__Instructions for the task__.
Convert the items, starting at the first one and ending at the line containing "[50,65,86,77]", into a two-column CSV with the columns input and output. Give one row per item, with its text and its answer each in a single quoted field and line breaks replaced by spaces.

__Recorded information__.

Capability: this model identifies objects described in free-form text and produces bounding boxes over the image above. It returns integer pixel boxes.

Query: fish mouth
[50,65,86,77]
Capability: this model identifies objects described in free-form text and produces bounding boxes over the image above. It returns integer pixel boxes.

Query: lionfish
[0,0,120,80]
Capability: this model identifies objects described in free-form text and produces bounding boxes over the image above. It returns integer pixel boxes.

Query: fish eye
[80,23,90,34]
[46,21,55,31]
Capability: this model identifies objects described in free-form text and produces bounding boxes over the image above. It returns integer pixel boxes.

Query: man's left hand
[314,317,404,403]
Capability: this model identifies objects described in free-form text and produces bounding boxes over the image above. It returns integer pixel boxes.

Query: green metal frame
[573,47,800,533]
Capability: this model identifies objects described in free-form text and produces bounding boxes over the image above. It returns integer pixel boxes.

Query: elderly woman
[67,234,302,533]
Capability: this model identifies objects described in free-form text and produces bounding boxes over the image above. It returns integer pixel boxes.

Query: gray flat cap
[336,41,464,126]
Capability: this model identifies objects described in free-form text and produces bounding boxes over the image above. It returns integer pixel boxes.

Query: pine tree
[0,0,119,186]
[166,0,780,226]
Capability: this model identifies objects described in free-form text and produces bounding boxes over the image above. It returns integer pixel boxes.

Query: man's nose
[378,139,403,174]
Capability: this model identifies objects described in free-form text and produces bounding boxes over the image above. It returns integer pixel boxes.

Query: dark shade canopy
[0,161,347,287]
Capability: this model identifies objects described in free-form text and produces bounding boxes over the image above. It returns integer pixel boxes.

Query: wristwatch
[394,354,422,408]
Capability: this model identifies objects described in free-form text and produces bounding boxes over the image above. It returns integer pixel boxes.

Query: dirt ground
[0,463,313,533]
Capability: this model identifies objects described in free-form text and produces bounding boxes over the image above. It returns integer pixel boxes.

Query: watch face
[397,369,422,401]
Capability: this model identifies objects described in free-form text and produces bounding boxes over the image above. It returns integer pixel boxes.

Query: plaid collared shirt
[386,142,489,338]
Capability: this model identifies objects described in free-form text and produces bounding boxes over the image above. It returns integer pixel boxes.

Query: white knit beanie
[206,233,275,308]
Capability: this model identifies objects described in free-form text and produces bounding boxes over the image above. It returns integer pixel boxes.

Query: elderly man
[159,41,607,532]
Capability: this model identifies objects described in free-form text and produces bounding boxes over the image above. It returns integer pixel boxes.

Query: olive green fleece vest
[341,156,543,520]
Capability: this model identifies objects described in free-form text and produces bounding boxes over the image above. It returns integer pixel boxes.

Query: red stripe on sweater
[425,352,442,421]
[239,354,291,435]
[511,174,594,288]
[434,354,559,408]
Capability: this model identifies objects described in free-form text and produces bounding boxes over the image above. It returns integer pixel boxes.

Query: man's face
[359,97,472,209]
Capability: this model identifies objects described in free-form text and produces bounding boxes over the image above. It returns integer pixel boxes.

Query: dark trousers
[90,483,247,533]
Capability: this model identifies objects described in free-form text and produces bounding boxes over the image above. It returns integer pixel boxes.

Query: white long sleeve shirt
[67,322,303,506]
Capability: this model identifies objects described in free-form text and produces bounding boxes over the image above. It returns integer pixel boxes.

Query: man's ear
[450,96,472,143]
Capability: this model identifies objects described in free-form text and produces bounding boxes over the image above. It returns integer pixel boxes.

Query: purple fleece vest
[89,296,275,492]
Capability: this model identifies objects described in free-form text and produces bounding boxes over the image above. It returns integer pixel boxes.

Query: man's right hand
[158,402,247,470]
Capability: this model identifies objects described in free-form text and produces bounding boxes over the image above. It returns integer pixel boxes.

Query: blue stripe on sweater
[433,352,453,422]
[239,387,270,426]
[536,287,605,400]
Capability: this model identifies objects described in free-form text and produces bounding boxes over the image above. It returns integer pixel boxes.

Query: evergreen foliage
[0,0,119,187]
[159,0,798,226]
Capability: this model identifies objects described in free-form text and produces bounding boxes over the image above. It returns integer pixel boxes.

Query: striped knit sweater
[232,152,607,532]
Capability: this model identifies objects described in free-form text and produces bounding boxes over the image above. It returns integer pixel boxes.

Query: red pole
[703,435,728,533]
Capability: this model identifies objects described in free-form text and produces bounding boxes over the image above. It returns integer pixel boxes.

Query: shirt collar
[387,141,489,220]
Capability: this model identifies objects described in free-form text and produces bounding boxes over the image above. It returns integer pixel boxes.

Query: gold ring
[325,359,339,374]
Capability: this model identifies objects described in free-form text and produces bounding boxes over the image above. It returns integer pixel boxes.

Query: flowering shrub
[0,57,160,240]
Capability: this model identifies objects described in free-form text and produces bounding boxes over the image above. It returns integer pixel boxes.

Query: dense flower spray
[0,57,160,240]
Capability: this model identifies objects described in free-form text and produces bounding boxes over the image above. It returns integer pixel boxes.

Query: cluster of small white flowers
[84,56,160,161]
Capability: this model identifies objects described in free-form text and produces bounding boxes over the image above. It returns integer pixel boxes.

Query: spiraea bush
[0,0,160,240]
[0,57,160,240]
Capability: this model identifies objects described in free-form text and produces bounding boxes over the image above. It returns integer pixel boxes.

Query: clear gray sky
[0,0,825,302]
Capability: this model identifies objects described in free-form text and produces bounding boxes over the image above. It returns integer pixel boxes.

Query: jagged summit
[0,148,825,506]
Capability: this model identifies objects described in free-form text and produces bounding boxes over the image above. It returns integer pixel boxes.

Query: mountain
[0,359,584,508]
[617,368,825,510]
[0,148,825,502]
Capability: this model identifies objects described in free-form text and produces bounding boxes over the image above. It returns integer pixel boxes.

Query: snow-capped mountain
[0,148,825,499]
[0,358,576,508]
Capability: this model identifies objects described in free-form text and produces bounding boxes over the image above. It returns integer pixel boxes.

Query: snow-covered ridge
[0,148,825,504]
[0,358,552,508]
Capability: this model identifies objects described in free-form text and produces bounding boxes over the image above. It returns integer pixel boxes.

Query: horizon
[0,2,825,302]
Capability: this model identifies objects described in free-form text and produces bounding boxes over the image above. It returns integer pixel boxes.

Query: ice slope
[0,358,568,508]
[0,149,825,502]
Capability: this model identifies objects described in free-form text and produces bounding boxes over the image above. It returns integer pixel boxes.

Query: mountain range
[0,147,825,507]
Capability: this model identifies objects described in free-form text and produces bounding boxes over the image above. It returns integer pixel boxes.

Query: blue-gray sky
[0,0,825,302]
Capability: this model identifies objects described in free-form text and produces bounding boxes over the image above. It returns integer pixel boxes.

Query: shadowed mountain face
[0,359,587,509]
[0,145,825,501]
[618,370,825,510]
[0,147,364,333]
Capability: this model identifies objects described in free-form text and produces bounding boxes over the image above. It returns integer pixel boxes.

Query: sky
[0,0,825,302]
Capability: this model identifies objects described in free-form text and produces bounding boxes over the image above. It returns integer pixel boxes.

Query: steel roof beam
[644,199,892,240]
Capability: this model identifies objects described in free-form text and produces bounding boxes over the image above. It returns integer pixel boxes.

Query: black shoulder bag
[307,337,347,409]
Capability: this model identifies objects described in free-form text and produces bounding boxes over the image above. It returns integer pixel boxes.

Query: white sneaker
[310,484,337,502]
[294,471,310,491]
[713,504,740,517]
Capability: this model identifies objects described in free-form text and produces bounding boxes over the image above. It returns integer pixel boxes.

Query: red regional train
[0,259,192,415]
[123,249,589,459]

__Task output__.
input,output
"Capability: this model identifies objects described in free-form text and produces bounding boxes over the image above. It returns integer pixel boxes. Query: fish mouth","[50,65,86,77]"